- 练习题目 A
把这段谈佛陀与生死轮回的文字中的句子“关于这一切,佛陀给我们的,既有教导,又有体悟。”翻译成英文。
- 练习题目 B
从这段谈佛陀与生死轮回的文字的最后一句之后接着续写下去。

- 文档节选
死亡对于已经证得涅槃的人固然无所轻重,但就大多数人而言,还是无法摆脱世间生命这无有终了之期的流浪生死,如何才能安然渡过肉体崩解时的可怖境相?如何才能把握死后的生命?以及在死亡的刹那与转生的时刻均表现清醒?最后如何求得生命的断灭,不再陷入轮回?关于这一切,佛陀给我们的,既有教导,又有体悟。
当佛陀默察生死轮回之时,用关于苦、集、灭、道所谓"四圣谛",有系统地讲述了他的理论和实践方面的主要结论,第一谛为"苦",生存包含有痛苦,而最令人痛苦的则是生命的无常。第二谛"集"为苦的根源,痛苦源于生命的贪欲、贪欲又由感受而生、感受因触觉而生,依次类推,便是"十二因缘法",由此可知我们生到这世界中来,是由于我们前世的无明,以及我们临终时有再生的愿望,一切咎由自取。第三谛为"灭",是十二因缘法的否定形式,"完全无贪欲,则无明灭,无明灭则行灭,行灭则识灭"……第四谛为"道",即是痛苦消灭的道路――"八正道":正见、正思惟、正语、正业、正命、正精进、正念、正定。这是唯一的解脱之道,是不朽的法则。生活能够终止痛苦的东西,不是现成潜伏在人性中的东西,而是经过有意努力而悟出来的,它的集合名词便是"般若"。如果说基督教的地狱意味着对人的罪恶的永远的惩罚,"今生来世总不得赦免",那么佛陀的教义便是给人以机会。这种机会必须与每个人的努力相关,你努力一丝,就得到一丝,悟到一点,生命就成功一点。如此解脱之人,自知生死已断。心灵与肉体却充满清净与安宁,往世与来生,便如一池净水,清澈透明。

- 数据
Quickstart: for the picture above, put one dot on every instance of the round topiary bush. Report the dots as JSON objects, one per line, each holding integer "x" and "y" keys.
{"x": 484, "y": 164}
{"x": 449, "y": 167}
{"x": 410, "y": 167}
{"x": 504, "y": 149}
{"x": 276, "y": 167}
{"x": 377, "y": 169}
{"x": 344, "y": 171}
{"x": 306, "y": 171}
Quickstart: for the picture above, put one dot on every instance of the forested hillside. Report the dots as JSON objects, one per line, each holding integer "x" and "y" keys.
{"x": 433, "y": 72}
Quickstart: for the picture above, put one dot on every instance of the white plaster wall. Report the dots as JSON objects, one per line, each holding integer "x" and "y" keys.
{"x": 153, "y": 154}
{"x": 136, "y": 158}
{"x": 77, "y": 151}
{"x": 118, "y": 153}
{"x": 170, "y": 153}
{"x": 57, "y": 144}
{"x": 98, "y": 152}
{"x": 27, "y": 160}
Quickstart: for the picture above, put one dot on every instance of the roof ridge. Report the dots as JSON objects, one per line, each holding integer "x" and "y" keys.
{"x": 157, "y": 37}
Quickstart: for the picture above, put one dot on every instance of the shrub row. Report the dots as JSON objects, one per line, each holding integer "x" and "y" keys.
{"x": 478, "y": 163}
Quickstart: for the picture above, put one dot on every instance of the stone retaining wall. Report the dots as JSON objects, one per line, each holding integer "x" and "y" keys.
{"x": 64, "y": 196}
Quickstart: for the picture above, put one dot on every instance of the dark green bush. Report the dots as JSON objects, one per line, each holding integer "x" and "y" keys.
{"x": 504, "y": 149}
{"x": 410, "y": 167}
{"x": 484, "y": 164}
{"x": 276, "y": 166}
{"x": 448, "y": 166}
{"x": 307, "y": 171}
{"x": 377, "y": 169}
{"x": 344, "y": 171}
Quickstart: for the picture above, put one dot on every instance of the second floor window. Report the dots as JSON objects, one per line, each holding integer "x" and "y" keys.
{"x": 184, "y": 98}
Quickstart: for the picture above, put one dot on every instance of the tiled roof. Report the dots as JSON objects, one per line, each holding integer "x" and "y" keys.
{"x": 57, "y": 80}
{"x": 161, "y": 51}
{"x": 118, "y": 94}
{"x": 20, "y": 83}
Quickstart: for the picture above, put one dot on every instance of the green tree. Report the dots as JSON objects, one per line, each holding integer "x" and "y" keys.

- 练习结果 A
As for all of this, what the Buddha has given us is both teaching and realization.

- 练习结果 B
就这样,儒释道三家分别从不同的角度,完成了关于生与死的界定。无论是儒家的畏天命,修身以俟;还是道家的不信天命,勇猛精进;以及释家的根尘幻化,业不可逃,都为我们对生命的认知与参悟提供了可贵的帮助。即便是现代的生物学也还无法肯定死亡究竟是一切生物不可逃避的命运,还是仅仅是一生之中规律性的、然而却可以避免的事件。但无论如何,此身难得,真法难闻,只要我们珍爱此生,上下求索,即便生与死的荫影无处不在,人类也会有某种解脱。